SHORT EXERCISE:
Images are not part of the copy; transcribe all the data exactly.

INPUT DATA:
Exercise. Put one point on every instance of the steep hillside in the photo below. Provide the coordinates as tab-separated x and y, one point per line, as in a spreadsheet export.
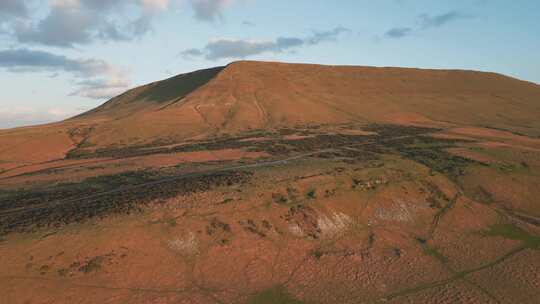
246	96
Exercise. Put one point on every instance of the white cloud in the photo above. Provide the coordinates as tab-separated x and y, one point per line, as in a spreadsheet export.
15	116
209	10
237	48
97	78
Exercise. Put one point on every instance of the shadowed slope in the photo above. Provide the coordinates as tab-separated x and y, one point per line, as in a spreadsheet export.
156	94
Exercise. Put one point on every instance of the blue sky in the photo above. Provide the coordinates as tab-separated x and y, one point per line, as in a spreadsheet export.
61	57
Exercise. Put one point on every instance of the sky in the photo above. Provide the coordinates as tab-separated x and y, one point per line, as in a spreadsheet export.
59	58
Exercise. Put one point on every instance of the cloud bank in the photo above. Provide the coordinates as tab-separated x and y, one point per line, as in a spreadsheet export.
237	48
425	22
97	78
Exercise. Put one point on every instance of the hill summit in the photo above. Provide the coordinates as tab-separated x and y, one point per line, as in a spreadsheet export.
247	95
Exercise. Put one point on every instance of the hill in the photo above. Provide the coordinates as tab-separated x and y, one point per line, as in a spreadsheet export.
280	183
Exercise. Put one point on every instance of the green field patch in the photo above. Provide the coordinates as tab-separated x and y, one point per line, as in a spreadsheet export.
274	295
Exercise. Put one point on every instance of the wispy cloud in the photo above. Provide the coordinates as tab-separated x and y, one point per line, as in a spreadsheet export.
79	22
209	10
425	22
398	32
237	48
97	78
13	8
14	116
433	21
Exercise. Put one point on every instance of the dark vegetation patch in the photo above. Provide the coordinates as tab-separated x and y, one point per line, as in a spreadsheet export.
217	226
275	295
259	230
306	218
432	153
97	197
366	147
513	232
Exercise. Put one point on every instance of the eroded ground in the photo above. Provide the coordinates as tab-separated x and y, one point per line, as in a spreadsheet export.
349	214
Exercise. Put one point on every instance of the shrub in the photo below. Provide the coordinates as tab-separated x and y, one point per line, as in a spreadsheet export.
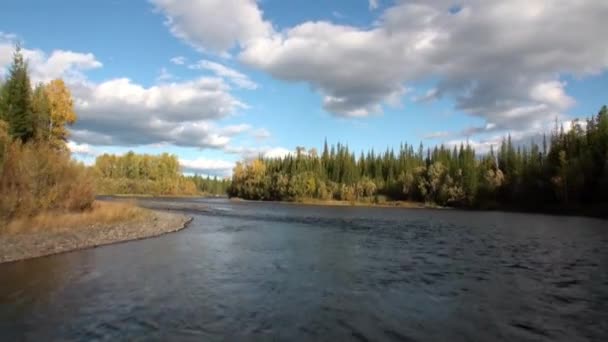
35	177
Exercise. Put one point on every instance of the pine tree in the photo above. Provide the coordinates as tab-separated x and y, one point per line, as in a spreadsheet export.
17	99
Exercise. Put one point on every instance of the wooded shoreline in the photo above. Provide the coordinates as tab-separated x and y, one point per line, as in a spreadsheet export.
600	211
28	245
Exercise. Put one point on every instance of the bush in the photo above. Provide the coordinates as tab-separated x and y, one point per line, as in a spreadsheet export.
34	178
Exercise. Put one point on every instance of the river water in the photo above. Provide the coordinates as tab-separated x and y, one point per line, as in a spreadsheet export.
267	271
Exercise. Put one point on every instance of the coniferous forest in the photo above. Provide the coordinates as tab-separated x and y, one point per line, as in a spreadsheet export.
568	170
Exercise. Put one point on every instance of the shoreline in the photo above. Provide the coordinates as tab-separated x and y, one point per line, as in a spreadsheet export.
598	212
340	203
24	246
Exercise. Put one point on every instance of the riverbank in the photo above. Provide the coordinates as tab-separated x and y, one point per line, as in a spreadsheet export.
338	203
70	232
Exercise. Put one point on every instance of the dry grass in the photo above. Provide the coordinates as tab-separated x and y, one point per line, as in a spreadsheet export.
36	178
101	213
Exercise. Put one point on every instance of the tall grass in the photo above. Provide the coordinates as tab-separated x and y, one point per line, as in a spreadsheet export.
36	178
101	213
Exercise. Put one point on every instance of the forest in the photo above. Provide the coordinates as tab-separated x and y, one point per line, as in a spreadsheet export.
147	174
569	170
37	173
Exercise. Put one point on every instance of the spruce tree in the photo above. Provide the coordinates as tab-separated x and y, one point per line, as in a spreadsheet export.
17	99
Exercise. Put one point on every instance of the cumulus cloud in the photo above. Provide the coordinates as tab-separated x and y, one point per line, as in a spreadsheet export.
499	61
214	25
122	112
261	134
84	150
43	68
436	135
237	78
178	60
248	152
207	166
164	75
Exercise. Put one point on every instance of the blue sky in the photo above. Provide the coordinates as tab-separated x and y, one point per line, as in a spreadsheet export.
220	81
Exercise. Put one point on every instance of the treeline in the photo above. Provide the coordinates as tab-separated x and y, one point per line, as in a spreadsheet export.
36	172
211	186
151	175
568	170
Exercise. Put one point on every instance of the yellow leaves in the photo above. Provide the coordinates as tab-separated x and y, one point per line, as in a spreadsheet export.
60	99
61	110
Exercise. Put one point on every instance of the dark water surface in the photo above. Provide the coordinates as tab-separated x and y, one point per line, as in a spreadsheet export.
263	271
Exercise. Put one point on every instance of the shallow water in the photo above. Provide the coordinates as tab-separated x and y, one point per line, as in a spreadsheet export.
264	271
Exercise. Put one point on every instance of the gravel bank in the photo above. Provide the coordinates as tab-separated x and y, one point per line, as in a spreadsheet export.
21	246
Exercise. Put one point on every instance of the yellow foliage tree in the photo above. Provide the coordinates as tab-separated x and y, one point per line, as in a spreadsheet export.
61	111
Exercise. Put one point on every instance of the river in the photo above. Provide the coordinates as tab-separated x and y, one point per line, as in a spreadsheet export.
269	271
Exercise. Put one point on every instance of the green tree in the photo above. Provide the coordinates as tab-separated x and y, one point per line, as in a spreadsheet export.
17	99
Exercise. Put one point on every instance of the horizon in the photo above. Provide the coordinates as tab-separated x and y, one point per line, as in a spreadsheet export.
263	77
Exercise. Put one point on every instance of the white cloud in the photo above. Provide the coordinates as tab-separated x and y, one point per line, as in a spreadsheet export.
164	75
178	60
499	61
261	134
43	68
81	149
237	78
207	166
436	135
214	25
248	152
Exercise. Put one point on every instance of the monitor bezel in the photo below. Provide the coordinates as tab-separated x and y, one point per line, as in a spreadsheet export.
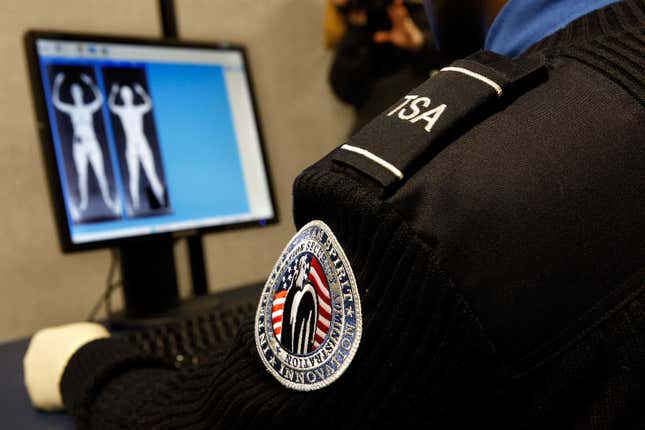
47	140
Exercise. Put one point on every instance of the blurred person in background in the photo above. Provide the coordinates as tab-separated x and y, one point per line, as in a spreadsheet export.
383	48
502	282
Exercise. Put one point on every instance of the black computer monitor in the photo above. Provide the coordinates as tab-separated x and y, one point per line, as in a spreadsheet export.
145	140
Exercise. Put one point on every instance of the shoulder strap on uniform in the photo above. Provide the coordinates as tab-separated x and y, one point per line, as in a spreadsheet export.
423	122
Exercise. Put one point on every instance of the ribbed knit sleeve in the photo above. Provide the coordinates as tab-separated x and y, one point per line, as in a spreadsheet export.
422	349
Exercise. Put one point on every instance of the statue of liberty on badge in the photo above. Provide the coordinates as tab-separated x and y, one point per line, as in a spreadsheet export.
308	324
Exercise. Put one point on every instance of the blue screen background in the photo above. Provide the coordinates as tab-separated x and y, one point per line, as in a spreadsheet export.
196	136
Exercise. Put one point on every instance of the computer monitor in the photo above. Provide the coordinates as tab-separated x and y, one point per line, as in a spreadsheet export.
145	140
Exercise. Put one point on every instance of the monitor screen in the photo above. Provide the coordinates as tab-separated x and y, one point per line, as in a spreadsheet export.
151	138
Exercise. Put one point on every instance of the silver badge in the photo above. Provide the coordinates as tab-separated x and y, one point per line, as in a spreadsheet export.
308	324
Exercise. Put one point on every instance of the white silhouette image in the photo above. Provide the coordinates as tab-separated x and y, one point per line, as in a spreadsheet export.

RESPONSE BELOW:
Exercise. Put one point on every instance of the steep hillside in the photo below. Provide the coordinates as tab-separated x and y, one point per line, as in a spreadsheet export.
246	96
Exercise. Put one point on every instance of the white cloud in the photo above. Provide the coordinates as tab-separated x and y, one point per line, as in a spreadsheet export.
15	116
209	10
237	48
97	78
Exercise. Put one point on every instance of the shadowed slope in the photo above. Provide the coordinates as tab-separated x and y, one point per line, as in a spreadsheet export.
156	94
Exercise. Put one point on every instance of the blue sky in the photo above. Provide the coordinates as tab-separated x and y, one point per line, as in a spreadsheet export.
61	57
Exercise. Put one point on every instance of the sky in the photo above. Provide the coordinates as tab-separated x and y, one point per line, as in a spreadsheet export.
59	58
Exercise. Put one point on every instance of the cloud bank in the photo above. Provide the coordinates as tab-separated x and y, one point per line, as in a spreadsheet export.
237	48
425	22
97	78
Exercise. Put one point on every instance of the hill summit in the photo above. Provide the coordinates as tab-separated x and y, one point per line, as in a spreadsheet export.
247	95
Exercise. Put one point on every instance of the hill in the photo above. Provide the coordinates as tab-separated x and y, one point per line, as in a spreadsheet export.
280	183
Exercise. Put one point on every instance of the green field patch in the photo above. Provide the coordinates as tab-separated x and y, one point per line, as in a spreadsheet export.
274	295
Exercise. Put one point on every instance of the wispy cloud in the photo above. Provide the coordinates as tab-separated x and y, one point per line, as in a spreadsheet export.
79	22
209	10
425	22
398	32
237	48
97	78
13	8
14	116
433	21
Exercise. Put one point on every instance of the dark vegetation patch in the photo above. Provide the coordinates as tab-separated x and y, one point per line, as in a spreadsheet export.
217	226
275	295
259	230
306	218
432	153
97	197
366	147
513	232
Exercise. Put one point on every instance of the eroded ground in the photo above. Provide the coordinates as tab-separated x and y, one point per line, as in a spreadsheet export.
349	214
Exercise. Put one point on every instance of the shrub in the photo below. Provide the coordinates as tab-separated x and y, one point per line, as in a spreadsheet export.
35	177
Exercise. Put one point on every instance of the pine tree in the photo above. Provide the coordinates as tab-separated x and y, one point per line, as in a spreadsheet export.
17	99
Exercise. Put one point on every instance of the wooded shoreline in the photo above. Provide the coordinates as tab-separated x and y, one point per line, as in a spreadsheet export.
600	211
28	245
Exercise. Put one point on every instance of the bush in the photo above. Provide the coordinates as tab-separated x and y, one point per line, as in a spreadsheet export.
34	178
Exercise. Put one point on every instance of the river water in the photo above. Provide the coordinates as tab-separated x and y, one point per line, as in a spreadsheet export.
267	271
Exercise. Put one point on every instance of the coniferous forest in the photo above. Provide the coordinates as tab-separated x and y, one point per line, as in a spreadsheet export.
568	170
Exercise. Put one point on every instance of the shoreline in the photo above. Provide the coordinates as tab-separated x and y, one point per line, as in a spreadsheet export.
598	212
340	203
24	246
Exercise. Put one point on every instance of the riverbank in the photo above. Provide the coordinates as tab-separated x and y, one point per line, as in a spreadsheet export.
338	203
70	232
Exercise. Put one point on every instance of the dry grass in the photo above. Provide the coordinates as tab-separated x and y, one point per line, as in a spreadsheet export.
36	178
101	213
Exercise. Put one point on every instance of the tall grass in the photo above. Provide the coordinates as tab-separated x and y, one point per line, as in a spreadsheet export.
36	178
101	213
Exercise. Put one point on every instance of the forest in the photo above. Provide the coordinates as tab-separated x and y, one point per line, as in a spreadsheet export.
147	174
569	170
37	173
Exercise. Put one point on every instance of the spruce tree in the photo above. Provide the coordinates as tab-separated x and y, one point per line, as in a spreadsheet export.
17	99
Exercise. Put one point on every instance of the cumulus cloud in the photo above. Provide the coordinates as tab-separated x and y, one point per line, as in a spreadsheet export.
499	61
214	25
122	112
261	134
84	150
43	68
436	135
237	78
178	60
248	152
207	166
164	75
Exercise. Put one point on every instance of the blue sky in the photo above. Provide the coordinates as tab-separated x and y, one point per line, as in a spreadsheet export.
220	81
Exercise. Put one point on every instance of the treeline in the photo above. Provide the coordinates as tab-separated x and y, one point per line, as in a spreadsheet export.
36	172
211	186
151	175
568	170
Exercise. Put one point on every instance of the yellow leaves in the photo above. Provide the coordinates as tab-separated x and y, one point per line, as in a spreadsheet export.
60	99
61	110
Exercise. Put one point on every instance of the dark water surface in the photo above. Provide the coordinates as tab-separated x and y, one point per line, as in a spreadsheet export.
263	271
Exercise. Put one point on every instance of the shallow water in the photo above. Provide the coordinates as tab-separated x and y, one point per line, as in a spreadsheet export.
264	271
Exercise. Put one point on every instance of the gravel bank in the photo above. Provide the coordinates as tab-separated x and y, one point per line, as in a spreadsheet export.
21	246
Exercise. Put one point on every instance of the yellow foliage tree in the photo above. Provide the coordinates as tab-separated x and y, one point per line, as in a spreadsheet export.
61	111
Exercise. Put one point on every instance of the river in the photo above. Provide the coordinates as tab-separated x and y, one point per line, as in a spreadsheet export.
269	271
Exercise. Put one point on every instance of the green tree in the photo above. Provide the coordinates as tab-separated x and y, one point per line, as in a spreadsheet export.
17	99
Exercise. Put one point on every instance of the horizon in the photo above. Provide the coordinates as tab-separated x and y, one point per line, as in a spreadsheet export.
263	77
Exercise. Put one point on every instance of the white cloud in the photo above. Provide the coordinates as tab-separated x and y, one point per line, as in a spreadsheet export.
164	75
178	60
499	61
261	134
43	68
81	149
237	78
207	166
436	135
214	25
248	152
Exercise. Put one point on every instance of the monitor bezel in the photo below. Provide the coordinates as tab-separated x and y, one point per line, as in a spreadsheet export.
47	140
Exercise. Put one point on every instance of the blurred person in background in the photo above. Provide the coordinates as tab-separated x and y, one point per line, as in a spreadsheet export.
383	48
502	282
Exercise. Put one point on every instance of the black computer monitor in the photo above. Provide the coordinates as tab-separated x and y, one point per line, as in a spreadsheet export.
145	140
Exercise. Put one point on every instance of the shoulder strap on uniform in the photo above. Provide the coordinates as tab-separated x and y, one point per line, as in a spreadsheet export.
423	122
Exercise. Put one point on every instance of the ribbed knit sleeve in the photo above. Provide the coordinates as tab-separated x and y, one point per line, as in a spreadsheet export.
422	349
Exercise. Put one point on every instance of the statue of liberty on badge in the photo above. Provide the coordinates as tab-separated x and y, one point per line, as in a spreadsheet export.
308	324
Exercise. Put one point on every instance of the blue screen background in the photo above. Provide the coordinates as tab-separated x and y, one point per line, as in a spreadsheet export.
196	136
Exercise. Put one point on every instance of the computer monitor in the photo above. Provide the coordinates as tab-separated x and y, one point per line, as in a spreadsheet export.
145	140
Exercise. Put one point on every instance of the monitor screen in the photo above. Provide the coordinates as tab-separated x and y, one point per line, as in a spreadsheet export.
151	138
Exercise. Put one point on every instance of the silver badge in the photo above. Provide the coordinates as tab-separated x and y, one point per line, as in a spreadsheet export.
308	324
Exercise. Put one point on every instance of the white silhouette image in the photo above. Provide the coordinates as tab-separated x and y, one point per line, as in a spreadsheet export.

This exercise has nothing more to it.